_TEXT TO READ_
———

That’s really nice. Maybe she’s thinking of you also.

I would love to read stories you write about your mom and your family. You write very well  especially when you taught about your past home life. It’s most endearing.


----------



## Murrmurr (May 31, 2021)

Anyone ever have a neighbor come over to borrow a cup of sugar just because they wanted to meet you? That used to be kind of common, I think. Mostly girls did the borrowing, though. I never met a guy who said he met his wife by borrowing a cup of sugar.


----------



## Aunt Marg (May 31, 2021)

Keesha said:


> That’s really nice. Maybe she’s thinking of you also.
> 
> I would love to read stories you write about your mom and your family. You write very well  especially when you taught about your past home life. It’s most endearing.


You're too kind, Keesha, I loathe my writing. 

Have always dreamed of being able to write well but have always felt I lack the magic, and that in itself has kept me away from it.


----------



## Keesha (May 31, 2021)

Not our house!  I don’t remember anyone asking for a cup of sugar but maybe they did.


----------



## Keesha (May 31, 2021)

Aunt Marg said:


> You're too kind, Keesha, I loathe my writing.
> 
> Have always dreamed of being able to write well but have always felt I lack the magic, and that in itself has kept me away from it.


What? Why? You write really well especially when it’s about stuff you are passionate about. Your writing has magic in it when it’s written with love.


----------



## Aunt Marg (May 31, 2021)

Keesha said:


> What? Why? You write really well especially when it’s about stuff you are passionate about. Your writing has magic in it when it’s written with love.


Thank you so much!!!


----------



## Keesha (May 31, 2021)

Aunt Marg said:


> Thank you so much!!!


My pleasure.


----------



## Meanderer (May 31, 2021)




----------



## terry123 (May 31, 2021)

When I was growing up in the South everybody knew each other and it was quite common to borrow a cup of something from a neighbor and you always paid it back with usually a little extra.  My mother only used self rising flour so she always made sure she had plenty of it as the other neighbors only used all purpose.  Her biscuits were to die for.  I still make the homemade ones like she did then.


----------



## Meanderer (May 31, 2021)

Knock, Knock, Knock  -  The Sunshine Boys​


----------



## Meanderer (May 31, 2021)

History

"Borrowing from neighbors was once a commonplace practice, part of the web of relations we once had with those who lived within close range".

"In ancient times, hunting, gathering, and foraging were communal practices. And it wasn't long ago that many cultures, especially rural ones, still relied on weekly markets, traveling salesmen, and the growing of their own goods. But living in relative isolation also meant more contact with your neighbors because one of them probably provided your weekly dairy needs and another milled wheat for flour or grew pears you exchanged for apples".

"The early rise of cities meant easier access to supplies, but neighbors lived in such close quarters—think tenement buildings or row houses—that there was a constant exchange of goods and services across the yard or through criss-crossing streets. Before the rise of the big box store era, knocking on a door and asking for that extra cup of sugar or dolling out surplus tomatoes from an abundant yard garden were part of the rhythms of life".

———

_EXCERPTED DATA_
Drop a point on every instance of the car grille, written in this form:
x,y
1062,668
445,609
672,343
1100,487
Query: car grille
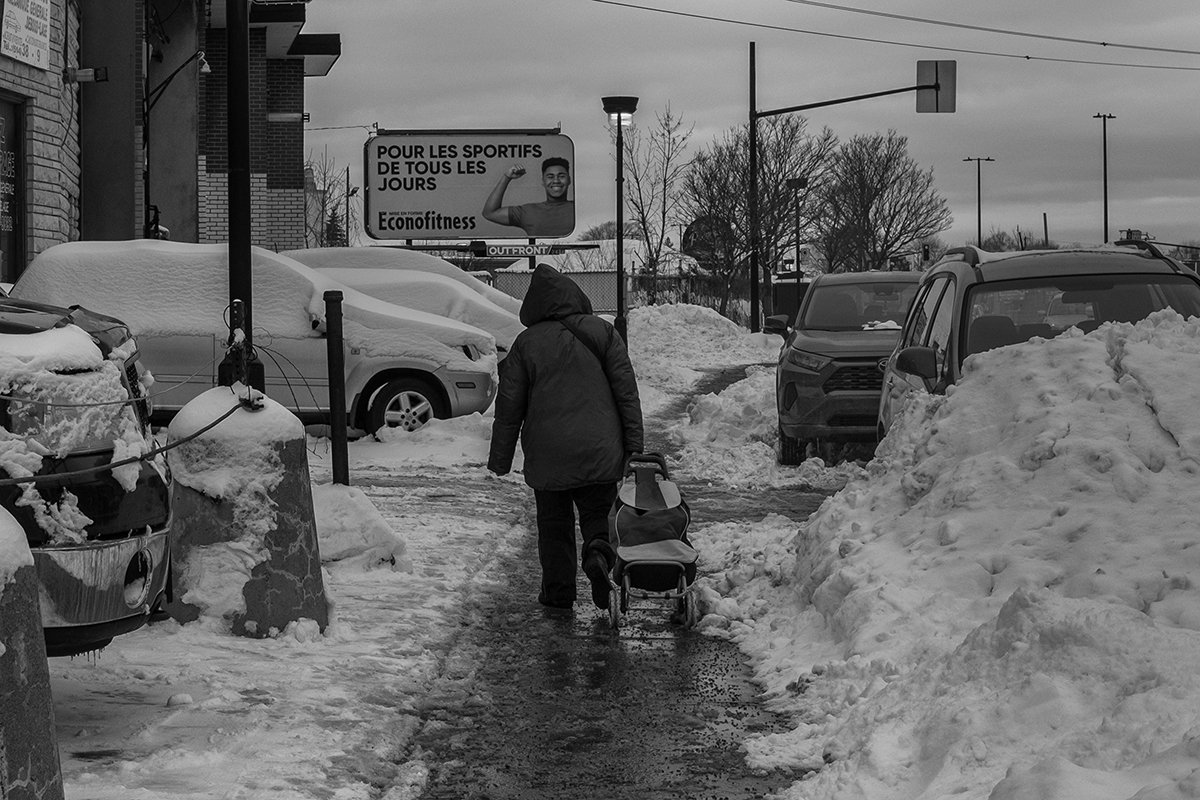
x,y
856,378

———

_WRITTEN EXERCISE A_
In the forum thread, what kind of flour did terry123's mother use?
_WRITTEN EXERCISE B_
Write out the part of the forum thread between "## terry123 (May" and "she did then.", inclusive.

_EXERCISE RESULT A_
Self-rising flour.

_EXERCISE RESULT B_
## terry123 (May 31, 2021)

When I was growing up in the South everybody knew each other and it was quite common to borrow a cup of something from a neighbor and you always paid it back with usually a little extra.  My mother only used self rising flour so she always made sure she had plenty of it as the other neighbors only used all purpose.  Her biscuits were to die for.  I still make the homemade ones like she did then.